Objet de la tâche -
Reformulez sous forme de liste le paragraphe de l’extrait sur l’élection qui commence par « Cependant l’élection comporte », en conservant ses faits principaux.

Extrait du texte -
-*-
L’auteur se propose d’analyser plus précisément ce caractère intrinsèquement aristocratique de l’élection en formulant une théorie pure de l’élection. Il s’agit ainsi d’écarter un instant les contingences historiques dans lesquelles le mécanisme électif a pu être employé, pour considérer sa nature même. L’analyse confirme la perception d’Aristote sur le caractère aristocratique de la procédure élective : « les électeurs, s’ils doivent élire un candidat, doivent le juger comme supérieur eu égard à la qualité ou l’ensemble de qualités qu’ils estiment politiquement pertinentes » (p.201).
Cependant l’élection comporte également un caractère démocratique car elle accorde à tout citoyen une voix égale dans le processus de choix et de rejet des gouvernants. Par ailleurs la supériorité des candidats sélectionnés ne repose pas sur une supériorité objective mais sur la perception des électeurs. Ces derniers sont toujours maîtres de juger quelles qualités distinctives ils vont privilégier dans la désignation des gouvernants. Il s’agit donc de choisir quel type d’élites sera sélectionné. Ce choix ne donne pas lieu à des privilèges permanents et peut être remis en cause à chaque nouvelle élection.
Il y a ainsi une ambiguïté intrinsèque de l’élection : elle apparaît, au terme de l’analyse abstraite de l’auteur, « à la fois et indissolublement égalitaire et inégalitaire, aristocratique et démocratique » (p. 191). C’est cette dualité propre à la procédure élective, et au gouvernement représentatif, qui expliquerait sa flexibilité et sa remarquable stabilité (suscitant, depuis son origine, l’approbation des différentes élites et des gouvernés).
-*-
Données enregistrées -
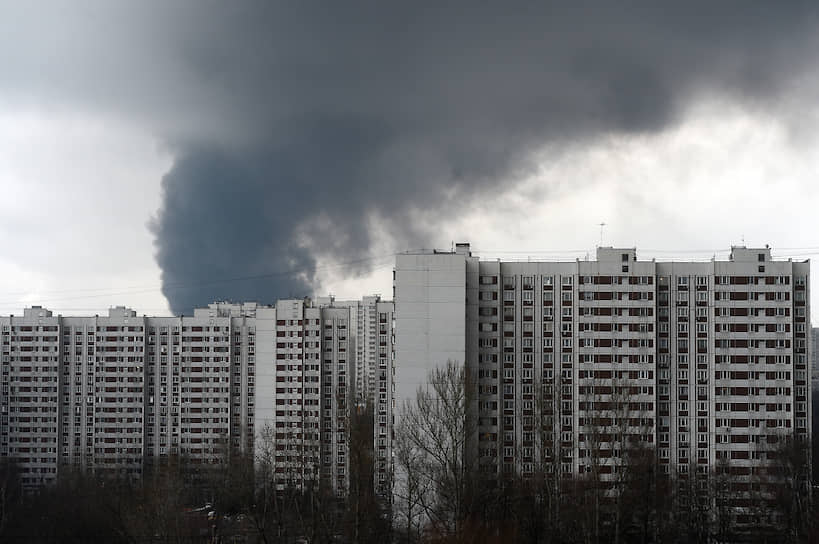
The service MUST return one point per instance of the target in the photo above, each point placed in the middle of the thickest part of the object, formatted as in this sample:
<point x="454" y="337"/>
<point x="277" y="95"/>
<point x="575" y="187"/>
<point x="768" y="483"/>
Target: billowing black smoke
<point x="304" y="122"/>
-*-
Réponse proposée -
- L’élection présente aussi un caractère démocratique : chaque citoyen dispose d’une voix égale pour choisir et rejeter les gouvernants.
- La supériorité des candidats retenus ne repose pas sur une supériorité objective, mais sur la perception des électeurs.
- Les électeurs décident toujours des qualités distinctives qu’ils privilégient, et choisissent ainsi le type d’élites sélectionné.
- Ce choix n’entraîne aucun privilège permanent et peut être remis en cause à chaque nouvelle élection.